**MATERIAL:**
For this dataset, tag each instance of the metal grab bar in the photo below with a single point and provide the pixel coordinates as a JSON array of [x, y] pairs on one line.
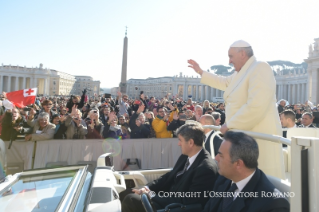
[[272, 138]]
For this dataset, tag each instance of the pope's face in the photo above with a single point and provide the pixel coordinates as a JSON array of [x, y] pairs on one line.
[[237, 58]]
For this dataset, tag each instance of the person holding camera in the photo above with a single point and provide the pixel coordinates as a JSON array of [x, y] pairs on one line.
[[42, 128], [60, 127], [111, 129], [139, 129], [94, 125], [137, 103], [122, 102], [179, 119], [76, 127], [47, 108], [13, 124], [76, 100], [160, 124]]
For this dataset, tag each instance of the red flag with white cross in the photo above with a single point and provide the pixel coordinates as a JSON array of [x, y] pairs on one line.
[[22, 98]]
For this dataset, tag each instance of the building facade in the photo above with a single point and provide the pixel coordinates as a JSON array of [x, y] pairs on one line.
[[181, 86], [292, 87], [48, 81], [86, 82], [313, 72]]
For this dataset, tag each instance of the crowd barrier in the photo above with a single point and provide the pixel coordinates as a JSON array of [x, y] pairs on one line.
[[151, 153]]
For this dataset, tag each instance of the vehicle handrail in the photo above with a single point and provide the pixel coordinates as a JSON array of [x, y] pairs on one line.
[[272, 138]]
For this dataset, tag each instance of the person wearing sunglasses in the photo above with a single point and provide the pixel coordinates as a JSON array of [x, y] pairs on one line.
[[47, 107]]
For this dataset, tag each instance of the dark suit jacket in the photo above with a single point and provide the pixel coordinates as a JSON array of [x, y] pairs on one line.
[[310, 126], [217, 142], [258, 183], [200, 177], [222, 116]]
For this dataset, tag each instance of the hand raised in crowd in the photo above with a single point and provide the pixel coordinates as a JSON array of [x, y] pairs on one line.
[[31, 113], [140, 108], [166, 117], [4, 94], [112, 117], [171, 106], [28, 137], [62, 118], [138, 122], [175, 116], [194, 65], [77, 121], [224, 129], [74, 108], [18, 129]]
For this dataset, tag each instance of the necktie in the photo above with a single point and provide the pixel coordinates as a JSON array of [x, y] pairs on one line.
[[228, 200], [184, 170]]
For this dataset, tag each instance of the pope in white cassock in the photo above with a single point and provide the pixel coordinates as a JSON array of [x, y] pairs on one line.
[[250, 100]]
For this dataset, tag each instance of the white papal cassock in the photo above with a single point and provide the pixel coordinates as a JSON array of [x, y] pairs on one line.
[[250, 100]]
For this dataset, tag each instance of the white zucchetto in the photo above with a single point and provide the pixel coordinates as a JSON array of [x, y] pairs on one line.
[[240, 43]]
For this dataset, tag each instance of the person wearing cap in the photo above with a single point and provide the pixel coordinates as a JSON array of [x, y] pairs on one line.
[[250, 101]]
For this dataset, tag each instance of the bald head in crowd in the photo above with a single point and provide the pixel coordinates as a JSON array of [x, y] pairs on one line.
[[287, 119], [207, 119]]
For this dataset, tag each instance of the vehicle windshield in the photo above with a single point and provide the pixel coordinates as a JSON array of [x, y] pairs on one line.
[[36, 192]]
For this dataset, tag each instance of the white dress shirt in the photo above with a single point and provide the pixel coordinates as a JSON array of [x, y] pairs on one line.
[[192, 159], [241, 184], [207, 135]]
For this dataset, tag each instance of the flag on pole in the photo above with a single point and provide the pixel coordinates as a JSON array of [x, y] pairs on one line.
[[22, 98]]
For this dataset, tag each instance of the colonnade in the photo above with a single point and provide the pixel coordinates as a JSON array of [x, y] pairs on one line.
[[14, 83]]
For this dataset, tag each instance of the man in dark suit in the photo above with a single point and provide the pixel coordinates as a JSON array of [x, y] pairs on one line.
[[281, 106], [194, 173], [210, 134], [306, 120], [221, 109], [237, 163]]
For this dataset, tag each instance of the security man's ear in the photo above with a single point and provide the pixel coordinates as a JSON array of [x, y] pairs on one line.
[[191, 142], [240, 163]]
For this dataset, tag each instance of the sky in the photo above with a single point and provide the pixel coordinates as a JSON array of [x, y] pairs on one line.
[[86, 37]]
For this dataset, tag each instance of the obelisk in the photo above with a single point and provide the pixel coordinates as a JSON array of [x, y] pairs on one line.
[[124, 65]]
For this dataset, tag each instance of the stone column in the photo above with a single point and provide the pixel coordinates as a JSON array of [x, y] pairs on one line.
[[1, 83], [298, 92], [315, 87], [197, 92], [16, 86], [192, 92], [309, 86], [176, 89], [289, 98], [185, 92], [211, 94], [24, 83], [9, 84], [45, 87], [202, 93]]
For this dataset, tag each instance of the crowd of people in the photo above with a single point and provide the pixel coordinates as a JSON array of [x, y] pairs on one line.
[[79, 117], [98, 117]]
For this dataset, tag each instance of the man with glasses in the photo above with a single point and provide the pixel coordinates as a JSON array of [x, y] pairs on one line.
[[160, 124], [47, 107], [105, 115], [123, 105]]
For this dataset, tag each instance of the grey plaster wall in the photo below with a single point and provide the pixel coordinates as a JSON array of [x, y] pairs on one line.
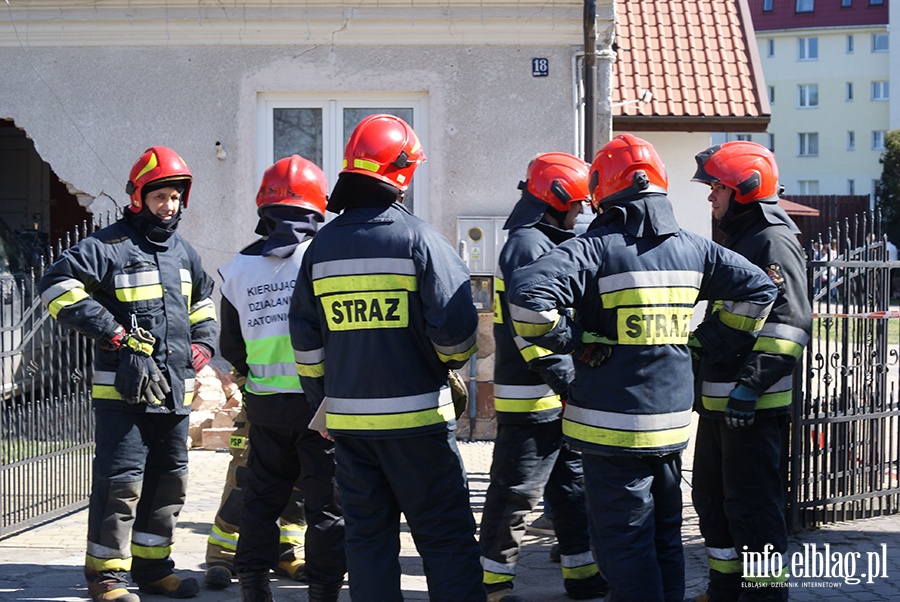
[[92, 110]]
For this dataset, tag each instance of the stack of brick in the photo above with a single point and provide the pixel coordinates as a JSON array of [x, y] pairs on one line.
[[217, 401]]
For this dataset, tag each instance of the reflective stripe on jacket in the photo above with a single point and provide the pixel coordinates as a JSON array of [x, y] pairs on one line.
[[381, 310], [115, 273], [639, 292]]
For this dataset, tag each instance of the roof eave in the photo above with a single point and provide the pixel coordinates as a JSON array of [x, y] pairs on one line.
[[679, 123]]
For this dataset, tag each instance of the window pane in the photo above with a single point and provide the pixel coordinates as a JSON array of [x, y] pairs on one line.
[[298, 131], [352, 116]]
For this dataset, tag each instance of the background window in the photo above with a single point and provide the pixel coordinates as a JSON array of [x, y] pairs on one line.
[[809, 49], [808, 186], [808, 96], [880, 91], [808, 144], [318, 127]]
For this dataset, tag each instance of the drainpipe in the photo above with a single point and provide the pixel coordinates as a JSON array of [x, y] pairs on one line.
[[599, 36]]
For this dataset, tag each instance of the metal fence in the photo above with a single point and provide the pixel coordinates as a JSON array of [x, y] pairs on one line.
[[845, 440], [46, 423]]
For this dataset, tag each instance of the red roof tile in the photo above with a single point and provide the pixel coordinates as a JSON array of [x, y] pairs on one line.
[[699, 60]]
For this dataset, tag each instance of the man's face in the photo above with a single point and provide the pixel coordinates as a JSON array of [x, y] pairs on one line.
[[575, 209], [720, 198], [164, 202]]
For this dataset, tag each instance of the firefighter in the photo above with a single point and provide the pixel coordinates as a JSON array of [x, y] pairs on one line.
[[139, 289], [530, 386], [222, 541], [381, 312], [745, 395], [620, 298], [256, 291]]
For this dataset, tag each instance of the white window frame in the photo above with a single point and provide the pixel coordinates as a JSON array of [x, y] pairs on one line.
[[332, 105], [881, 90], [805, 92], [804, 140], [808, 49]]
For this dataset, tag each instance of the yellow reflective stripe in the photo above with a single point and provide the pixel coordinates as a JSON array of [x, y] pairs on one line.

**WHAT YOU HAVE TO DO:** Scale everything from the line containing "For this dataset, tag each instance of the man's" down to the line containing "[[575, 209], [720, 198], [164, 202]]": write both lines out again, keeping the item's wording unchanged, with every pixel coordinate multiplied by 1.1 and rounded to a whole number, halves rounding up.

**OUTPUT BELOW:**
For this dataset, tag each instance of the man's face in the photo above with a single point and provide the pixel coordinates as a JSON array of [x, y] pairs on one line.
[[633, 230], [792, 218], [180, 222]]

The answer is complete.